── Data records ──

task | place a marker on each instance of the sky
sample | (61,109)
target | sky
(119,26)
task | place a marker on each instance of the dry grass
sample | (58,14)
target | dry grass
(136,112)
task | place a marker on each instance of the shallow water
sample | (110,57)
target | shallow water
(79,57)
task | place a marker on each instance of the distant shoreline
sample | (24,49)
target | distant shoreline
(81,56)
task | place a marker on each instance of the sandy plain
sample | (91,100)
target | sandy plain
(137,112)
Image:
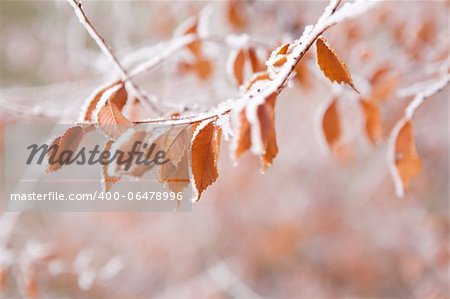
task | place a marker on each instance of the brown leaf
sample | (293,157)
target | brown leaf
(238,65)
(108,112)
(125,143)
(255,78)
(280,61)
(62,146)
(331,65)
(235,14)
(384,88)
(91,103)
(174,143)
(406,158)
(256,65)
(372,123)
(191,27)
(331,125)
(282,50)
(107,180)
(242,140)
(301,74)
(178,179)
(266,120)
(205,153)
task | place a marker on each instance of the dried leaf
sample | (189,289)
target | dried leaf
(242,139)
(266,119)
(92,101)
(331,125)
(190,26)
(255,63)
(108,112)
(202,68)
(280,61)
(205,154)
(257,77)
(301,74)
(406,158)
(178,179)
(282,50)
(331,65)
(261,117)
(372,123)
(384,88)
(174,143)
(63,148)
(237,63)
(107,180)
(235,14)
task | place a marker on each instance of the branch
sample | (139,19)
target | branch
(425,94)
(23,110)
(409,113)
(330,17)
(82,17)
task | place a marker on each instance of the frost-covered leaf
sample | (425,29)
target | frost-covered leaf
(406,162)
(107,180)
(236,66)
(62,148)
(108,113)
(331,126)
(331,65)
(261,117)
(205,154)
(92,101)
(372,125)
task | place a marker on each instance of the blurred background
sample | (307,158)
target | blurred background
(315,225)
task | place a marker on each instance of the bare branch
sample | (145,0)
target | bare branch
(82,17)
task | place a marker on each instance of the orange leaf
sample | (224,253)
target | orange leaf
(384,88)
(280,61)
(235,14)
(238,64)
(91,103)
(108,112)
(242,140)
(372,121)
(256,65)
(174,143)
(190,26)
(282,50)
(63,148)
(205,153)
(107,180)
(330,124)
(263,135)
(331,65)
(406,158)
(257,77)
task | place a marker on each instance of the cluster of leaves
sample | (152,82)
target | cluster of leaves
(194,141)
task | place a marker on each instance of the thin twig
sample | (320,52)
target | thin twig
(410,110)
(277,84)
(82,17)
(23,110)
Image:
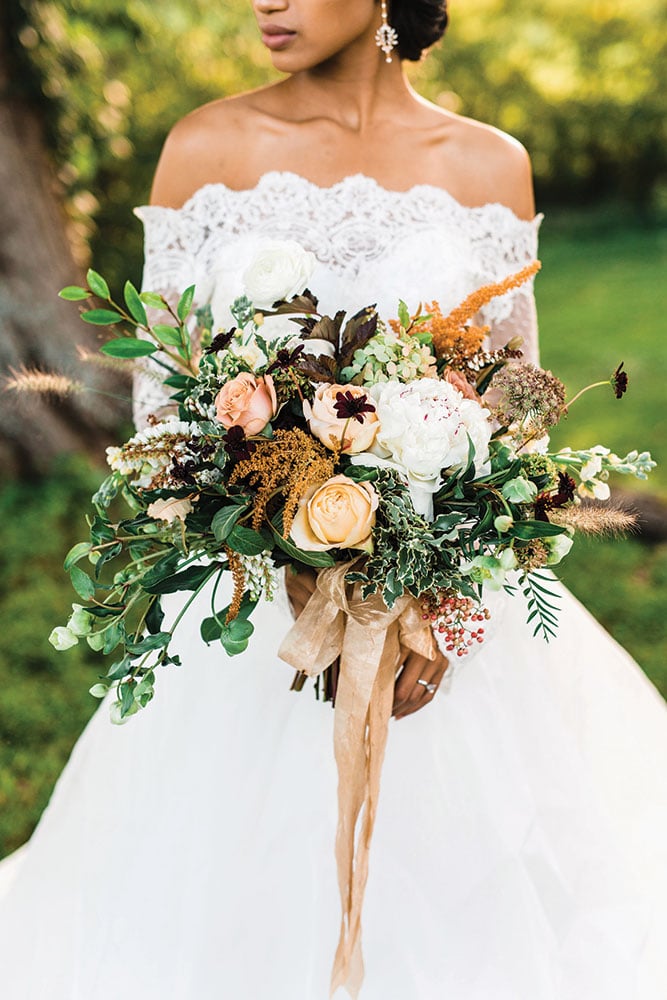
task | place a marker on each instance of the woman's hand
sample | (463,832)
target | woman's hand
(409,694)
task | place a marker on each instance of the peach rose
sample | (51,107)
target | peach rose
(338,514)
(247,401)
(327,424)
(461,384)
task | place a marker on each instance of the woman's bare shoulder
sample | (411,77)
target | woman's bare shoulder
(208,144)
(488,166)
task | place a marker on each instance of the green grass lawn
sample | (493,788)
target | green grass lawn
(602,299)
(600,302)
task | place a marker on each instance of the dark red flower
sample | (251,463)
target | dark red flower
(349,407)
(220,342)
(619,382)
(237,445)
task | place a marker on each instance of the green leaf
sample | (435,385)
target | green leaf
(246,541)
(113,635)
(232,646)
(527,530)
(97,284)
(75,553)
(185,303)
(98,690)
(153,300)
(128,347)
(224,521)
(168,335)
(179,381)
(73,293)
(155,617)
(317,559)
(82,583)
(134,304)
(211,629)
(189,579)
(101,317)
(239,629)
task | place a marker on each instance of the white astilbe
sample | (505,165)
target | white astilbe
(151,453)
(262,579)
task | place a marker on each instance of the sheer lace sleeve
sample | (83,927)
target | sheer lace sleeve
(169,268)
(508,245)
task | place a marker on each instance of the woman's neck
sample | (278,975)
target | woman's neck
(356,92)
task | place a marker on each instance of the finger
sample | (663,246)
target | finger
(407,689)
(432,672)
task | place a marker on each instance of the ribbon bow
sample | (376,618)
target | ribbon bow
(367,636)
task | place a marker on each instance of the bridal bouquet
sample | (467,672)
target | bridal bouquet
(404,461)
(405,450)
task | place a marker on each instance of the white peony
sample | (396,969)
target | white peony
(425,427)
(280,270)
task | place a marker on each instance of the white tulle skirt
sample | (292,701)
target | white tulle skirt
(520,851)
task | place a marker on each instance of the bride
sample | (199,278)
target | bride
(520,845)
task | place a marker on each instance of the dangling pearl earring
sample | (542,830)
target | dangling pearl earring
(386,37)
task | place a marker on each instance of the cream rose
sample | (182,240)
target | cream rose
(247,401)
(329,427)
(169,510)
(280,270)
(338,514)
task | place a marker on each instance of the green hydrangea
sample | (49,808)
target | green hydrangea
(390,356)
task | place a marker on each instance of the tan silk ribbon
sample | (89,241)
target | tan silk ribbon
(368,637)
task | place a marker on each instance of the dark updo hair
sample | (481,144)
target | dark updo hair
(419,24)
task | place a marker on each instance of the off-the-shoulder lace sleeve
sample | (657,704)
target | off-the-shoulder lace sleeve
(169,268)
(505,246)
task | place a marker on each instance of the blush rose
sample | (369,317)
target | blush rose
(247,401)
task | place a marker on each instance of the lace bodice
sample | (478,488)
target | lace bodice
(371,245)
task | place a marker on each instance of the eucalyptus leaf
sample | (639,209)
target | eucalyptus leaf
(101,317)
(73,293)
(224,521)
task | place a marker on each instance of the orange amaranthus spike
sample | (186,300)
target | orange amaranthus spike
(449,329)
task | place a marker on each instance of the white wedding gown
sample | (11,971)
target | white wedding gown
(520,851)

───

» What the task requires
Repeat word for word the lines running from the line containing "the white tulle skirt" to the end of the entries above, inclusive.

» Finished task
task | place a marker on each instance of the white tulle skirt
sample | (292,701)
target | white tulle skirt
(520,851)
task | place a marker on each instance of the bride
sample | (199,278)
target | bride
(520,845)
task | place a marker on each instance of the dangling pearl earring
sample | (542,830)
target | dangling pearl earring
(386,37)
task | place a marker on each instance of the cream rose
sample | (182,240)
target | cream rose
(247,401)
(329,427)
(169,510)
(280,270)
(338,514)
task | place a marker on each instance of the green hydrangea
sample | (49,808)
target | green hydrangea
(390,356)
task | place a marker on each instance of the tan silk ribbon
sample | (89,241)
target | tan silk ribbon
(368,637)
task | place a marker on each instance of the dark updo hair
sample | (481,144)
target | dark updo hair
(419,24)
task | place a marker on each instance of the off-the-shoulder lace sleeve
sample | (657,704)
target | off-the-shoulder lace sleeve
(169,268)
(505,246)
task | place a marker on each instance of the blush rose
sample | (369,317)
target | blush rose
(247,401)
task | place a marker on each instance of the lace bodice
sample | (478,488)
target | lace bodice
(371,245)
task | place a marker on each instance of the eucalyptus leaf
sample | (639,209)
target | eucalyptus leaf
(101,317)
(73,293)
(224,521)
task | place a marker on each instance of the orange amaranthus spike
sample | (186,300)
target | orange amaranthus spike
(449,329)
task | place a marker on each instance of the white wedding gown
sample | (11,971)
target | white wedding gown
(520,851)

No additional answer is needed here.